Given text:
* * * * * * *
Sadly, one of the issues squandering taxpayer resources is the ramifications of climate change. Had more corporate managements thought long-term, these effects could have been avoided. Fortunately, some companies and investors are currently trying to do something about it. These are the companies investors should keep their eye on, because they're actively preparing for the future.

Public funds going down the storm drain
Just in time for the end of tax season, Ceres, a coalition of investors, companies, and public interest groups advocating for sustainability leadership, has recently revealed some figures about the tax ramifications of climate change.

Take extreme weather's burgeoning costs: Many of these are shifted to taxpayers through federal and state spending. The National Flood Insurance Program is a case in point. With the devastation of Superstorm Sandy, losses from last year are expected to reach about $8 billion. The NFIP may collect $3.5 billion each year in premiums, but the agency's paid claims have exceeded its premiums collection in four of the last eight years.

With the recent major drought impacting farmers, the Federal Crop Insurance program has experienced triple the losses of just three years ago, skyrocketing to $16 billion in 2012.
* * * * * * *
Stored data:
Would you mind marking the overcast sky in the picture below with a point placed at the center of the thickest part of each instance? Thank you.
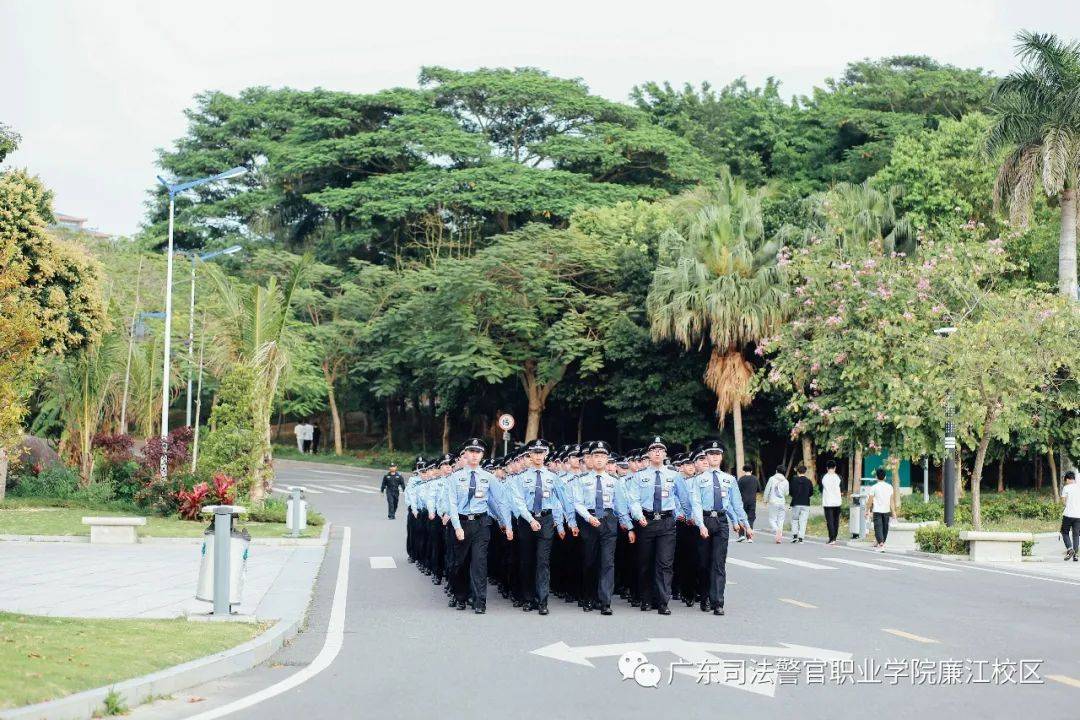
* * * * * * *
Directions: Reproduce the passage above on the tax costs of climate change in full, word for word.

Written response:
Sadly, one of the issues squandering taxpayer resources is the ramifications of climate change. Had more corporate managements thought long-term, these effects could have been avoided. Fortunately, some companies and investors are currently trying to do something about it. These are the companies investors should keep their eye on, because they're actively preparing for the future.

Public funds going down the storm drain
Just in time for the end of tax season, Ceres, a coalition of investors, companies, and public interest groups advocating for sustainability leadership, has recently revealed some figures about the tax ramifications of climate change.

Take extreme weather's burgeoning costs: Many of these are shifted to taxpayers through federal and state spending. The National Flood Insurance Program is a case in point. With the devastation of Superstorm Sandy, losses from last year are expected to reach about $8 billion. The NFIP may collect $3.5 billion each year in premiums, but the agency's paid claims have exceeded its premiums collection in four of the last eight years.

With the recent major drought impacting farmers, the Federal Crop Insurance program has experienced triple the losses of just three years ago, skyrocketing to $16 billion in 2012.